··· Source information ···
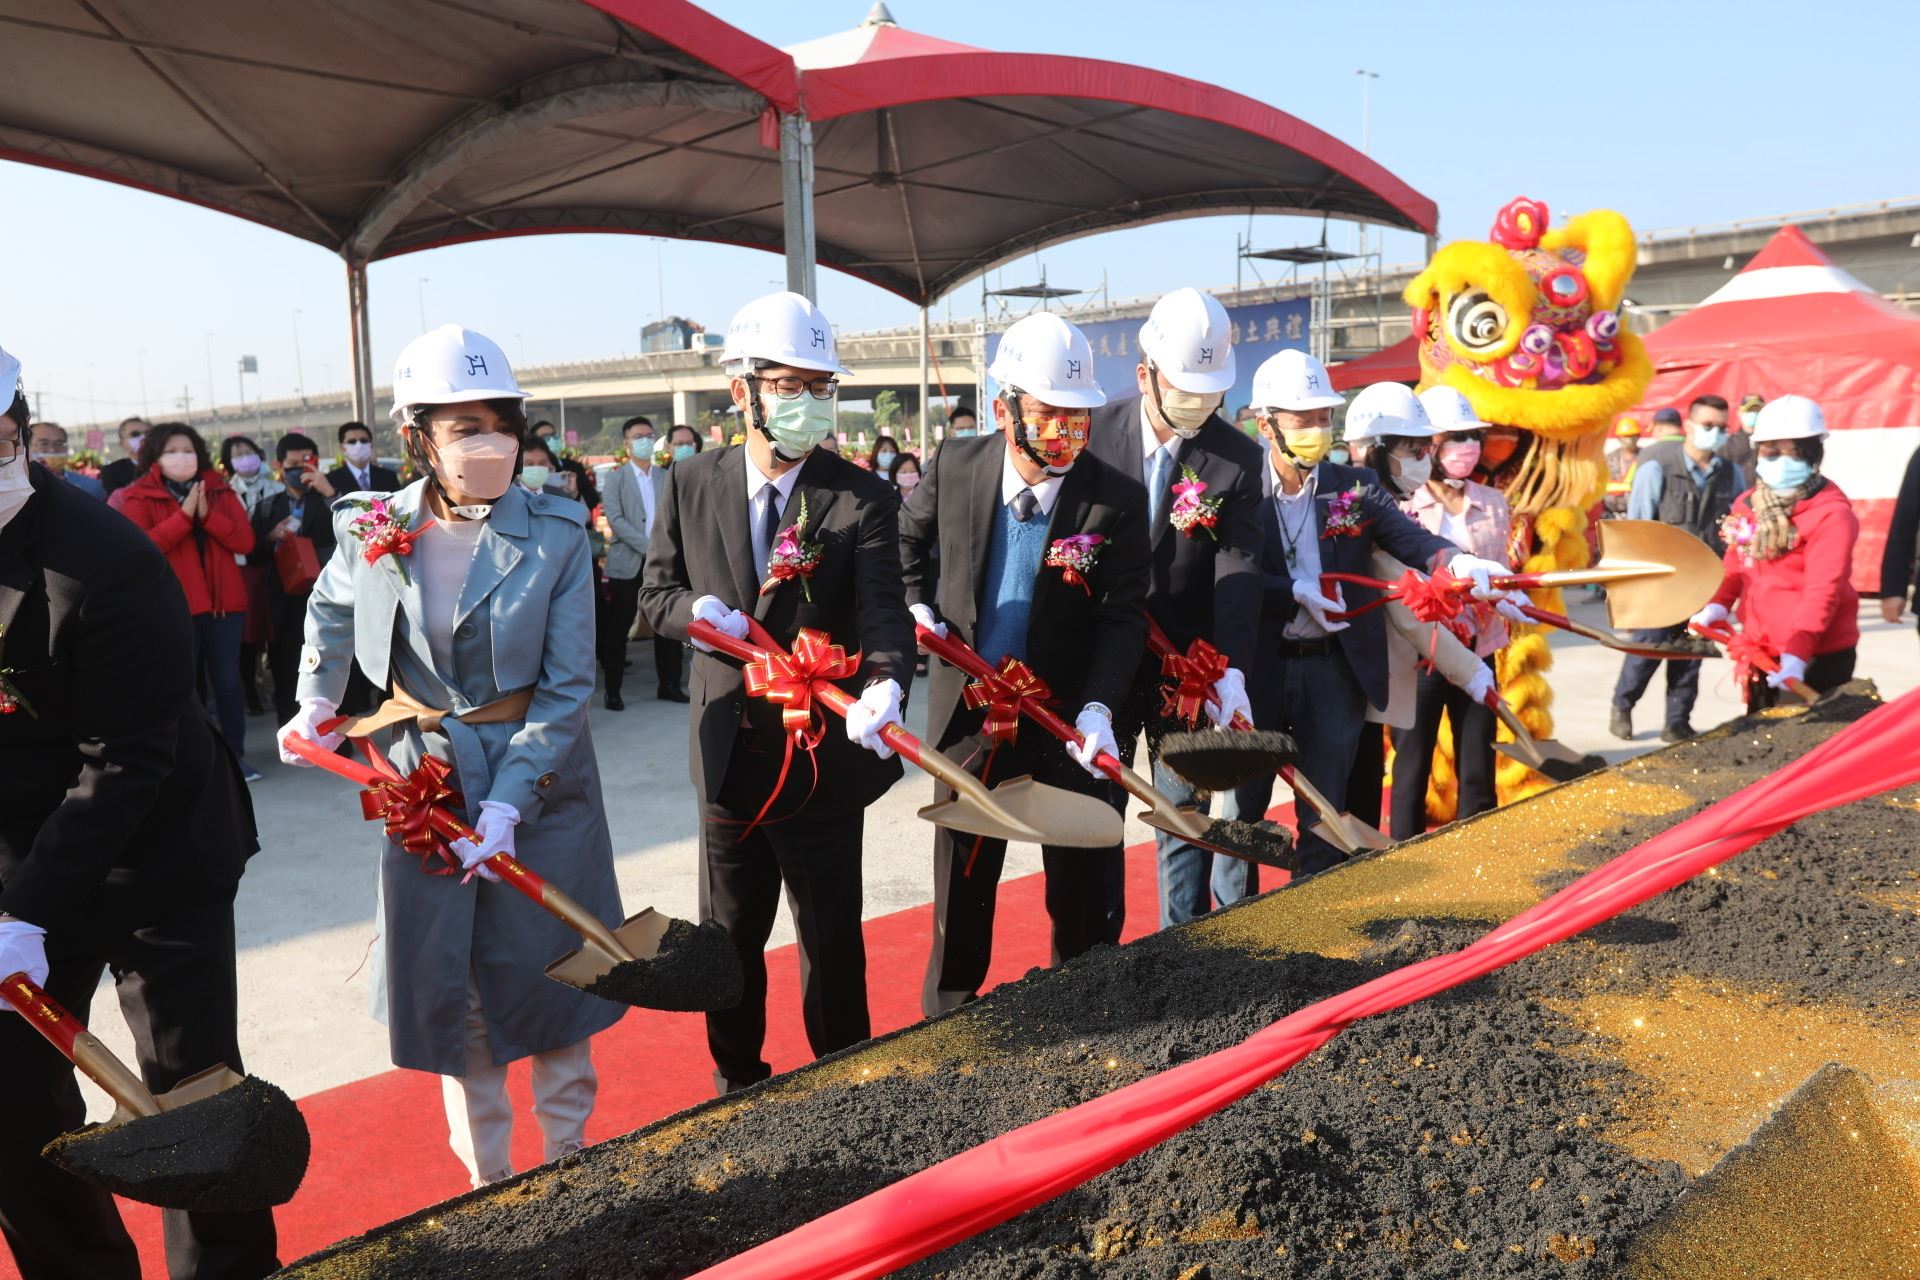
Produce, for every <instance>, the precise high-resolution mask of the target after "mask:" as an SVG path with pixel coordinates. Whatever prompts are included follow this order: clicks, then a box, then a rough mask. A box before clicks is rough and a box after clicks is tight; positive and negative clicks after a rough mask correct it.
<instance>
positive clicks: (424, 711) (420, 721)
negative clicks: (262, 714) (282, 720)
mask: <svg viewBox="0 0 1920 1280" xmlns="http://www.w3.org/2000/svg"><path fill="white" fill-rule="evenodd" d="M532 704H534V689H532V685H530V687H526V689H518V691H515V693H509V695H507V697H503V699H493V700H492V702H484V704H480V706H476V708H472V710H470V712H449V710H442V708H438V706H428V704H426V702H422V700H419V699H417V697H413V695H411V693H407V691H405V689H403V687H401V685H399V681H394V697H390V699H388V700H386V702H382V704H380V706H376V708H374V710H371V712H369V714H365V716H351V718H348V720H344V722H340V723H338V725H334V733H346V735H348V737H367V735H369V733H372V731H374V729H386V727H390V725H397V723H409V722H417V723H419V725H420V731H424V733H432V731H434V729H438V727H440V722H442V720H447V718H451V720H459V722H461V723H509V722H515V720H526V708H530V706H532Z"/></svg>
···
··· Source information ···
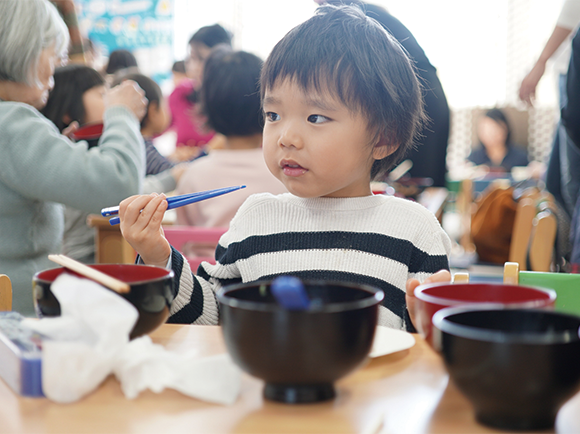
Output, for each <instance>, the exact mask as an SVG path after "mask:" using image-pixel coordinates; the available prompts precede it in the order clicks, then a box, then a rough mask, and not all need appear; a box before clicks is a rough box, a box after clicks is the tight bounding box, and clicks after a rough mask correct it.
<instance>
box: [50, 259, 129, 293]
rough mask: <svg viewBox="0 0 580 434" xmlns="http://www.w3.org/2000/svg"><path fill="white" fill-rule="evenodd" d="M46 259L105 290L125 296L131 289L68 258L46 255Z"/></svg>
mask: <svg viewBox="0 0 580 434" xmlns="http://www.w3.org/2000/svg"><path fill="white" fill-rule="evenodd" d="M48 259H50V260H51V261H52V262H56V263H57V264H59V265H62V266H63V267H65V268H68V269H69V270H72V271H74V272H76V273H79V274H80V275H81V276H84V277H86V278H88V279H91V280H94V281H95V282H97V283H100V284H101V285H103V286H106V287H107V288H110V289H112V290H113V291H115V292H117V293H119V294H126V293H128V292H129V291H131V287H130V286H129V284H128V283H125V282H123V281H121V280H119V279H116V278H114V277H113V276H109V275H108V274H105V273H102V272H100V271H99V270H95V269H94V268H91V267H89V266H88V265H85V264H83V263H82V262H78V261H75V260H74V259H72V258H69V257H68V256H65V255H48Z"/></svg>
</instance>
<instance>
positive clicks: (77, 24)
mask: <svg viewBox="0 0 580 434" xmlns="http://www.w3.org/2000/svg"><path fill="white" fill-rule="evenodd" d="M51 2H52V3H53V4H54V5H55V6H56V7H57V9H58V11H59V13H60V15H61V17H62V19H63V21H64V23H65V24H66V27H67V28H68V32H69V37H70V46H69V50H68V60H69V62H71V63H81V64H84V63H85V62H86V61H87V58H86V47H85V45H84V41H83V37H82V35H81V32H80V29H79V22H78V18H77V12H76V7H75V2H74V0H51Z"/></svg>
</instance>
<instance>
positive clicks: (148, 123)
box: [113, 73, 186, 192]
···
··· Source information ···
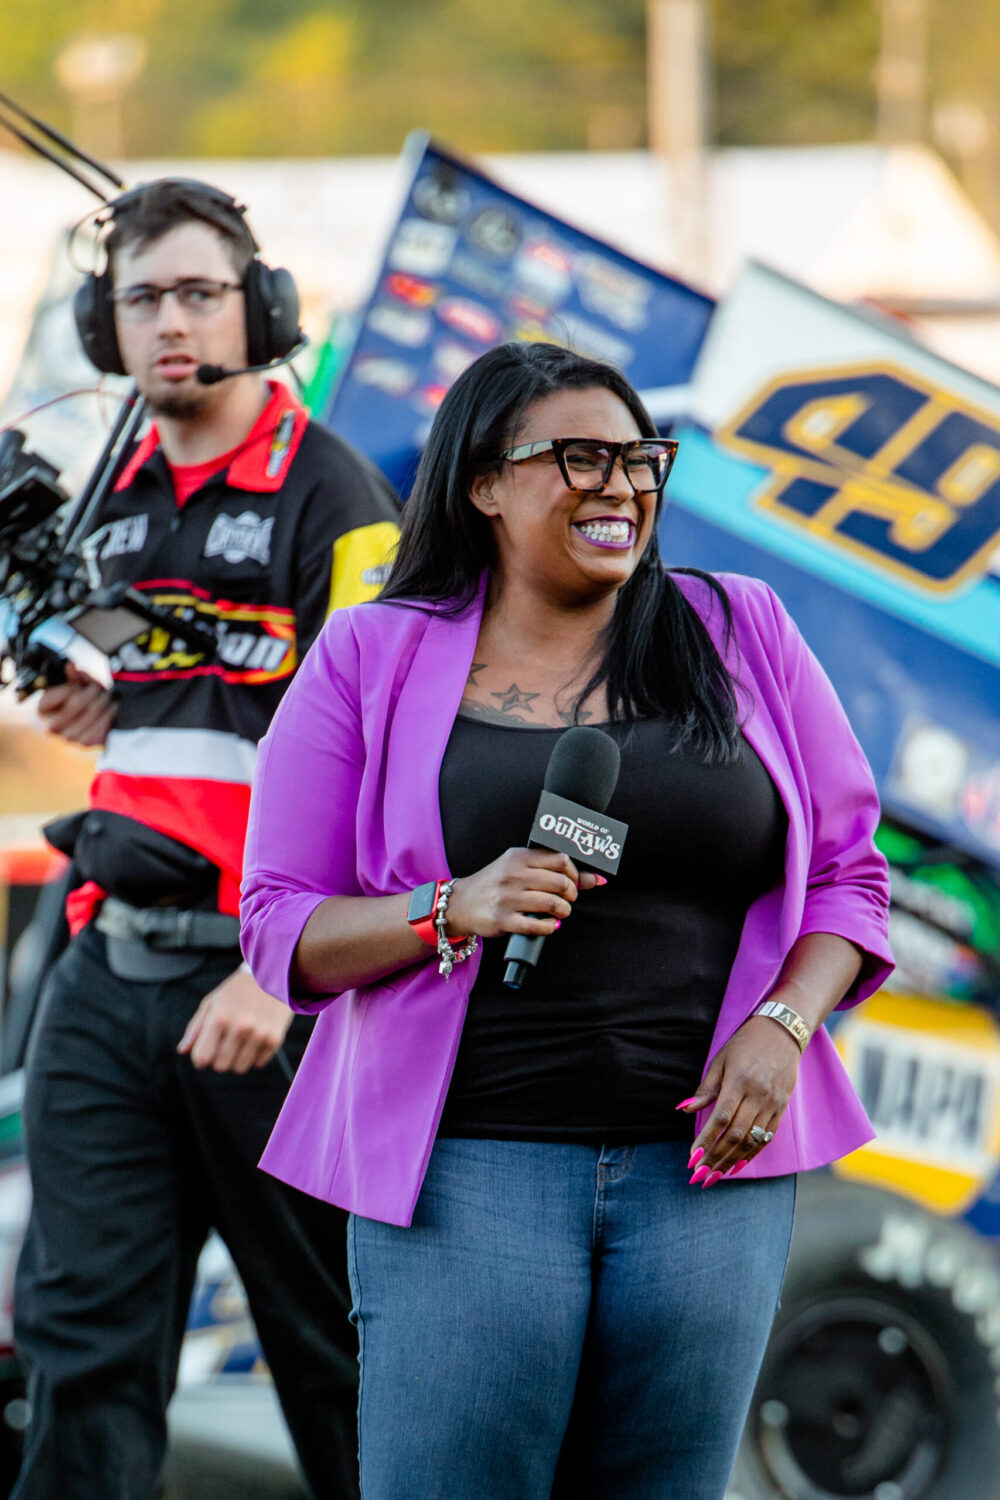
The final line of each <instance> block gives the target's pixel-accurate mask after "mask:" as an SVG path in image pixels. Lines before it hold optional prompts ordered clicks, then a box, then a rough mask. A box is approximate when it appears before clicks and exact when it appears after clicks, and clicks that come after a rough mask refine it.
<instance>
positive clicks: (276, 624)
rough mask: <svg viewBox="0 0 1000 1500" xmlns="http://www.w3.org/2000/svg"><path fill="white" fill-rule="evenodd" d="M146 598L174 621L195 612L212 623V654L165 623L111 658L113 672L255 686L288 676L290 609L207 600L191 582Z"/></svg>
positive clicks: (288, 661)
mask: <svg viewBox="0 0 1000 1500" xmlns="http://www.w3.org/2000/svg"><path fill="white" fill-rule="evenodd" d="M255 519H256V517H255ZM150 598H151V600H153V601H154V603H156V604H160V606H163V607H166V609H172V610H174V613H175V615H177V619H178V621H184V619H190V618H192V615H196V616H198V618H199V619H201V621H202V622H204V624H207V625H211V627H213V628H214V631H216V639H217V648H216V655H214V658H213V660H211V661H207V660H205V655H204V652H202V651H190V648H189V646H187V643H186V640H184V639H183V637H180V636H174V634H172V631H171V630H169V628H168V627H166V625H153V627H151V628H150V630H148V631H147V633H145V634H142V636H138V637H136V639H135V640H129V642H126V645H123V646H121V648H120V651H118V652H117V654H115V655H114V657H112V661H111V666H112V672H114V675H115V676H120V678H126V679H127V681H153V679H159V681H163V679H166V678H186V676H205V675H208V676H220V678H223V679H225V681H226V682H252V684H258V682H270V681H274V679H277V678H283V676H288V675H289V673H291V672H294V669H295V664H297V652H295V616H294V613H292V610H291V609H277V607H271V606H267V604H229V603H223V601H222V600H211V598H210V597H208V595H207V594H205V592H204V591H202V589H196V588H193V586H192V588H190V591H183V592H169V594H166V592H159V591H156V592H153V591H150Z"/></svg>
···
What you are asked to do:
Rewrite the lines starting at the one containing "The final line" and ending at the one containing "positive clicks: (288, 661)", putting "coarse mask" wherever "rough mask" appears and changing nothing else.

Exercise answer:
The final line of each <instance> block gives the target's pixel-accurate mask after "mask:" as an SVG path in image pixels. Lines before it hold optional prompts ordered clicks, then a box, then a coarse mask. A box is approximate when it appears before clicks and exact when it appears after clicks, and clicks that come after a coarse mask refine it.
<instance>
positive clicks: (276, 624)
coarse mask: <svg viewBox="0 0 1000 1500" xmlns="http://www.w3.org/2000/svg"><path fill="white" fill-rule="evenodd" d="M146 598L174 621L195 612L212 623V654L165 623L111 658L113 672L255 686L288 676L290 609L207 600L191 582Z"/></svg>
positive clicks: (288, 661)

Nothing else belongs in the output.